▶ RECORD EXTRACTS
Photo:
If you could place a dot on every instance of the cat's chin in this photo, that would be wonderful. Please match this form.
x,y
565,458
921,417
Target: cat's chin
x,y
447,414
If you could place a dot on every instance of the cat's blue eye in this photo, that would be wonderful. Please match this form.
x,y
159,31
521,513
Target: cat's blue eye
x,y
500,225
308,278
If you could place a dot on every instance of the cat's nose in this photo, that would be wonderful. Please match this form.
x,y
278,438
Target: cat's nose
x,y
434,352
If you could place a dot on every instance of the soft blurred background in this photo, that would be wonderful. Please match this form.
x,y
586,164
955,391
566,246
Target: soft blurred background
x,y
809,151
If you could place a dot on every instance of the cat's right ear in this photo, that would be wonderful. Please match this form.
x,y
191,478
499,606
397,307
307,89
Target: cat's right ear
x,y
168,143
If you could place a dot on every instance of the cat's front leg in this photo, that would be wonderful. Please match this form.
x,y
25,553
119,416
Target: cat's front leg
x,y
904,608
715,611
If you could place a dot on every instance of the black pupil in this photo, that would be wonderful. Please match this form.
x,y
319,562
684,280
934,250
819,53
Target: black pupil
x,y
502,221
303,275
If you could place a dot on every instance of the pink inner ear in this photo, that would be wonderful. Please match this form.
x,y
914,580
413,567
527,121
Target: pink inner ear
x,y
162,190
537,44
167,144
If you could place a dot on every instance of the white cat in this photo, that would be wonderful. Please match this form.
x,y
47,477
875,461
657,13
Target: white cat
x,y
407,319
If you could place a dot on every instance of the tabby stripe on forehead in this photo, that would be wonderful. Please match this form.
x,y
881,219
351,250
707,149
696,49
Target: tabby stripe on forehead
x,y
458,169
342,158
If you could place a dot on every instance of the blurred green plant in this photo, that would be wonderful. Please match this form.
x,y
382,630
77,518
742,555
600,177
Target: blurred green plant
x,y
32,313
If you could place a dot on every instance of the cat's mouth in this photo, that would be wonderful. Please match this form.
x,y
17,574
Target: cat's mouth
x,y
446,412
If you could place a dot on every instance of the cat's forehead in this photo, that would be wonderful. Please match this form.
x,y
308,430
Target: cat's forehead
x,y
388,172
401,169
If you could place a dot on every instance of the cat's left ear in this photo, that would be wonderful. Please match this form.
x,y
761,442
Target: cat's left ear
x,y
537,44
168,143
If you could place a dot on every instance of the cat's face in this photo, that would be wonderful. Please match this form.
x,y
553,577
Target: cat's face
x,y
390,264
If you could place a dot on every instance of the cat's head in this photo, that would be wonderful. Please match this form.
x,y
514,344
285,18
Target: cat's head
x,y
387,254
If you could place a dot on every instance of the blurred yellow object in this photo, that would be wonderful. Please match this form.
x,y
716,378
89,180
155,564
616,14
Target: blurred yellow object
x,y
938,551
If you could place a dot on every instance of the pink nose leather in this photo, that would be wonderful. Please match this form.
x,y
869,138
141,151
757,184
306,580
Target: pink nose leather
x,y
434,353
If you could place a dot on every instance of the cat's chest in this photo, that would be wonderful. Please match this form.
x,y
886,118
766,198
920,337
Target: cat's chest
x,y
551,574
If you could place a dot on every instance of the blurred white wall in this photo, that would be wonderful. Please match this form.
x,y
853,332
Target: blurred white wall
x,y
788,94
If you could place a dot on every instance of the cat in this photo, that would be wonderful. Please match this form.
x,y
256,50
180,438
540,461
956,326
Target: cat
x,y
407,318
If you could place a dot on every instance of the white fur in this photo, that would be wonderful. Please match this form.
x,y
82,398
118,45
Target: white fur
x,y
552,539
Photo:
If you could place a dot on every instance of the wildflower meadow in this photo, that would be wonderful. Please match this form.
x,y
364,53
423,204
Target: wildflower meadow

▶ TASK OBJECTIVE
On how many lines of the material does the word "meadow" appear? Reply with the number alone.

▶ REPLY
2